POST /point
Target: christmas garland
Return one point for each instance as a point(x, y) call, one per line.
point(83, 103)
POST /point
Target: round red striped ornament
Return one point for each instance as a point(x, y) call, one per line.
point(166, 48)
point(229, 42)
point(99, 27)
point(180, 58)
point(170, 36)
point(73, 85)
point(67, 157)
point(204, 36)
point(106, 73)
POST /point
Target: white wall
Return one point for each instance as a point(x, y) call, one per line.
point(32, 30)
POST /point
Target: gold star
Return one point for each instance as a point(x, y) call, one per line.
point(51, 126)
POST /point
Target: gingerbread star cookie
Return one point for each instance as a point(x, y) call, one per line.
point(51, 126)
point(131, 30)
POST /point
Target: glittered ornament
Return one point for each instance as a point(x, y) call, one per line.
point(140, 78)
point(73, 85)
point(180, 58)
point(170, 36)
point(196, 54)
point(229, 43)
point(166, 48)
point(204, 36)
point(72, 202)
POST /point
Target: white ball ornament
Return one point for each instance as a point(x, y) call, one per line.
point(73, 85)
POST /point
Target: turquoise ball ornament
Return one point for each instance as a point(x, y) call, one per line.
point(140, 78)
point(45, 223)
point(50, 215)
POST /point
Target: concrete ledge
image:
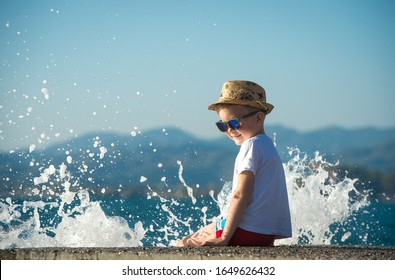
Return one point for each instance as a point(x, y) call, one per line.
point(295, 252)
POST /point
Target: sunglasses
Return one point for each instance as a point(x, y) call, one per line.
point(234, 123)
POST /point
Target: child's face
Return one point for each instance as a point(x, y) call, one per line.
point(249, 127)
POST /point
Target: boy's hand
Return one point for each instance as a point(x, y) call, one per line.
point(216, 242)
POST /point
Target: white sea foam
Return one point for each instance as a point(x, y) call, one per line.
point(320, 204)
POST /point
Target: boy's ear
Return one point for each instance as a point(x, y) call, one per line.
point(261, 116)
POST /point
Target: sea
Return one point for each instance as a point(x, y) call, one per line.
point(325, 210)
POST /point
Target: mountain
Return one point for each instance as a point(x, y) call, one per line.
point(161, 158)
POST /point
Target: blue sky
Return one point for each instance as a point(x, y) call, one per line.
point(71, 67)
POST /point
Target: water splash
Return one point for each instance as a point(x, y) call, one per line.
point(322, 206)
point(320, 202)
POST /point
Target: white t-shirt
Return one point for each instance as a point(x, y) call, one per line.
point(268, 210)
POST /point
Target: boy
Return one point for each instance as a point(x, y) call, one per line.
point(259, 209)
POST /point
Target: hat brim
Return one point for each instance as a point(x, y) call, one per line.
point(267, 107)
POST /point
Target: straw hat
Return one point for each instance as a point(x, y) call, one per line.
point(243, 93)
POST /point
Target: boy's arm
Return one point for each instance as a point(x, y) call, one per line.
point(238, 204)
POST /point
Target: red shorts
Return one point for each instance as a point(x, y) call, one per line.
point(243, 237)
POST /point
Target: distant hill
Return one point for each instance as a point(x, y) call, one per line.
point(111, 161)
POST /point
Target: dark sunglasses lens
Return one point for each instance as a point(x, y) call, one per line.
point(222, 126)
point(234, 124)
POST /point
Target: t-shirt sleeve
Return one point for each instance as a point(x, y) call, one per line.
point(249, 158)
—————
■ **What you are asked to do**
List every line of the material above that contains the word "white", matching case exactly.

■ **Written response**
Target: white wall
Target: white ball ornament
Target: white sea foam
Target: white t-shirt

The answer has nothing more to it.